*PROVIDED RECORDS:*
● ● ●

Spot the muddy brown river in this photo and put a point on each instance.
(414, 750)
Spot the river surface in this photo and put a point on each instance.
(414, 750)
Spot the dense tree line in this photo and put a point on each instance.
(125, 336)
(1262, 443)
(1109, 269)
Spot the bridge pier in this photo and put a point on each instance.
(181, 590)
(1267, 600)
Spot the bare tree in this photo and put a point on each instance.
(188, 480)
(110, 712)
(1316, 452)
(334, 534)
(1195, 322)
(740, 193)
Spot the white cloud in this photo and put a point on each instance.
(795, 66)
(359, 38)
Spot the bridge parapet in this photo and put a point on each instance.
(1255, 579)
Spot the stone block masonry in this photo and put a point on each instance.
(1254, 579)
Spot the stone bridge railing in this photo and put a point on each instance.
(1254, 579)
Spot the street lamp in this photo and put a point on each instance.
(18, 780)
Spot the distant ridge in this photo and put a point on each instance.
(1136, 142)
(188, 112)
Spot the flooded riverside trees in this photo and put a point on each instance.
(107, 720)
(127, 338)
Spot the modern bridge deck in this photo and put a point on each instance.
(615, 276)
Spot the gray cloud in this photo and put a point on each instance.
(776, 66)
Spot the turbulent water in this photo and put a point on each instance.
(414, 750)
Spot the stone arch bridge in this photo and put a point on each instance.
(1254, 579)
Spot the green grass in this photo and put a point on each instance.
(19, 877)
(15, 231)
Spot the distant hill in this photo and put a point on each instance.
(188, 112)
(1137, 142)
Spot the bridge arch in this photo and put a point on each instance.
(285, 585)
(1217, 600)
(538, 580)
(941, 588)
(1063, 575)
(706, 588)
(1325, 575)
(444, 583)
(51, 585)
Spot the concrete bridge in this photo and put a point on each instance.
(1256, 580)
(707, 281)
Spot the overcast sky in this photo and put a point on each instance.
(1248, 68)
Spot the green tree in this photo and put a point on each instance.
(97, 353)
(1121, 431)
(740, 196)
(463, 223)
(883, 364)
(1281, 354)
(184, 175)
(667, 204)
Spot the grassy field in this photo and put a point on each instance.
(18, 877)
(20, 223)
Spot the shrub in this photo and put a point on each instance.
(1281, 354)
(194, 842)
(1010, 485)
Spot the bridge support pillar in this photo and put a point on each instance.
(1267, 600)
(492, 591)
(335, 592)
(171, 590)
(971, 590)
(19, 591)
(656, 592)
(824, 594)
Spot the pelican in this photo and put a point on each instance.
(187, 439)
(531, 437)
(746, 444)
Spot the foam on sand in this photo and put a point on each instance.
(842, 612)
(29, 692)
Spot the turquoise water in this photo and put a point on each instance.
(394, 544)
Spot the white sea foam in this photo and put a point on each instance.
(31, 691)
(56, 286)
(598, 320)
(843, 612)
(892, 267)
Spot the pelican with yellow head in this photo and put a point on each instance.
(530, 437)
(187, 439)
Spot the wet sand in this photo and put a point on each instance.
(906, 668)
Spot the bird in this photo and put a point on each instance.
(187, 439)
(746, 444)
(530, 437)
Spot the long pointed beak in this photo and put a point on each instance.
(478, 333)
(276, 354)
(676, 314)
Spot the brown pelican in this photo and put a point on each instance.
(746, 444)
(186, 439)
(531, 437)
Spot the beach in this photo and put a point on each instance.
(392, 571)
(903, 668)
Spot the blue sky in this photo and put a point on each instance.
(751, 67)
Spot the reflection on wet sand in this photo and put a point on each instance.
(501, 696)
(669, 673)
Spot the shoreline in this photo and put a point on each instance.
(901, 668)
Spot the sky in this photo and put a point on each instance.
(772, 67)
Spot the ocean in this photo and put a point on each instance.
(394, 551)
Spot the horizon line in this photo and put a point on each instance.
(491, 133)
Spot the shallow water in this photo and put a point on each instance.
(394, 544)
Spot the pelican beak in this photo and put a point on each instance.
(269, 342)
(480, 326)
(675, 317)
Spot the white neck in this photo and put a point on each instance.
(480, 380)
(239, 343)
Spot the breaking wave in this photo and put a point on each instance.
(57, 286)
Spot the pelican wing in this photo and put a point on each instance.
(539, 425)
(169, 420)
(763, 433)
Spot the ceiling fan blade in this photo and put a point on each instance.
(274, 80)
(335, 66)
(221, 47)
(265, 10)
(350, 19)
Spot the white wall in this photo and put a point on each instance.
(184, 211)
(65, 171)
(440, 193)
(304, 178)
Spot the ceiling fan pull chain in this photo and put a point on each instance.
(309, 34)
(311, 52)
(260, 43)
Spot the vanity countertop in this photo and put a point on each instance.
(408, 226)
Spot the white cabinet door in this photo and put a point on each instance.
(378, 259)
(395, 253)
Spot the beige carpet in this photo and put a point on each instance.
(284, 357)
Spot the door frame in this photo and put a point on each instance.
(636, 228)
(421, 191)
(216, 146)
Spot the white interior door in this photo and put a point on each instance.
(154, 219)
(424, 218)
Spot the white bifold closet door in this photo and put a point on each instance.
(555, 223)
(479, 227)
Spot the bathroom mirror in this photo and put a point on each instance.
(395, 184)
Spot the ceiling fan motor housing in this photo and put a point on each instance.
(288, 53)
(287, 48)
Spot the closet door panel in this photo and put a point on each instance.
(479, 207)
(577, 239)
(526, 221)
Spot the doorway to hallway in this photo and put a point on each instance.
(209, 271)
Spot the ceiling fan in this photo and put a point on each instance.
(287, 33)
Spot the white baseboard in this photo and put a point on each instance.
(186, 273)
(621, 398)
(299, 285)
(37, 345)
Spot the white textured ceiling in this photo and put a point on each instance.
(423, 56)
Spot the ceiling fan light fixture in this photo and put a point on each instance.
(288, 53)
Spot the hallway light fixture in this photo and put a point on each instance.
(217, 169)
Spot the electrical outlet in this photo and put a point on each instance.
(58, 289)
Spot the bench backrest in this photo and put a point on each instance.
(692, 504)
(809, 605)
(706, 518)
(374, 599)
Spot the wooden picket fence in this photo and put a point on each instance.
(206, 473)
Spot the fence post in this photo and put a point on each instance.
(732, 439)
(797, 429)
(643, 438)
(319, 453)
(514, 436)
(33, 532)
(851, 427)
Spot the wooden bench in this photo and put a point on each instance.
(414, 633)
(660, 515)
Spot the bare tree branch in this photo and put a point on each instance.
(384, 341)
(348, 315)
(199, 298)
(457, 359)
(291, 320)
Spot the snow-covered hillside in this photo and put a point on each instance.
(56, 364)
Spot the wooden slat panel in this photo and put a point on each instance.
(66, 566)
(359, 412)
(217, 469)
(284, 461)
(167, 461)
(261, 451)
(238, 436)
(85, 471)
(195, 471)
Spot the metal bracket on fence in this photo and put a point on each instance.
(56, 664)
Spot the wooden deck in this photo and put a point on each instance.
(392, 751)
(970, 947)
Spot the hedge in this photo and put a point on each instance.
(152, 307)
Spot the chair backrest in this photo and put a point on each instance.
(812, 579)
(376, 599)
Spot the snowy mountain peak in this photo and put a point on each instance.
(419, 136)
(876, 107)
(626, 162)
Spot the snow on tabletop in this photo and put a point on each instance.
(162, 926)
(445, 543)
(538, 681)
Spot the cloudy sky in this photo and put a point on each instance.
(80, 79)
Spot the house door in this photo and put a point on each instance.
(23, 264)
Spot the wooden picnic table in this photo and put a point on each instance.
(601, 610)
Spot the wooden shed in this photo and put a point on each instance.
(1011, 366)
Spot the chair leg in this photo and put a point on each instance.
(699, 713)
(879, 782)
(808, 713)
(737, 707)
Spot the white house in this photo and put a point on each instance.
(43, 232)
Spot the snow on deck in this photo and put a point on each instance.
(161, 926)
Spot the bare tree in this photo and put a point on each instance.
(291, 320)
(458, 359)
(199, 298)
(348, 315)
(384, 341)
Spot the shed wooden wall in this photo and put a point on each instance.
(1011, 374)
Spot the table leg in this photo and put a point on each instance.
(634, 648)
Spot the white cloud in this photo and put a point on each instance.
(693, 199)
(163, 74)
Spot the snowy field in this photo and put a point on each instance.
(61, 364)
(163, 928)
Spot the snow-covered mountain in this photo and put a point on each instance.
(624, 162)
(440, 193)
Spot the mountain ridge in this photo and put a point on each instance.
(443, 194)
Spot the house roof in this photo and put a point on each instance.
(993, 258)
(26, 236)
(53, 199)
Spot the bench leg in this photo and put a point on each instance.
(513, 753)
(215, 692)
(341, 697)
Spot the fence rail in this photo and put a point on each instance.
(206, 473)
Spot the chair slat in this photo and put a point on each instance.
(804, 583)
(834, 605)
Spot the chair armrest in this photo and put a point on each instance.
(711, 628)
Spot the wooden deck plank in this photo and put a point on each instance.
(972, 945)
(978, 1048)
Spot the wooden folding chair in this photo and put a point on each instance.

● ● ●

*TASK:*
Reproduce the material verbatim, starting with the line that contains "Spot the fence rail" and continuing through the last line of the material, both included.

*RESPONSE TO THE EXERCISE:*
Spot the fence rail in this photo and put a point on each instance.
(206, 473)
Spot the chair slat in this photo and put a point on each instance.
(804, 583)
(834, 605)
Spot the chair armrest in this photo and put a point on each instance.
(711, 628)
Spot the wooden deck plank in this photo and put a point on each instance.
(972, 945)
(978, 1048)
Spot the wooden folding chair in this photo and put a point on each instance.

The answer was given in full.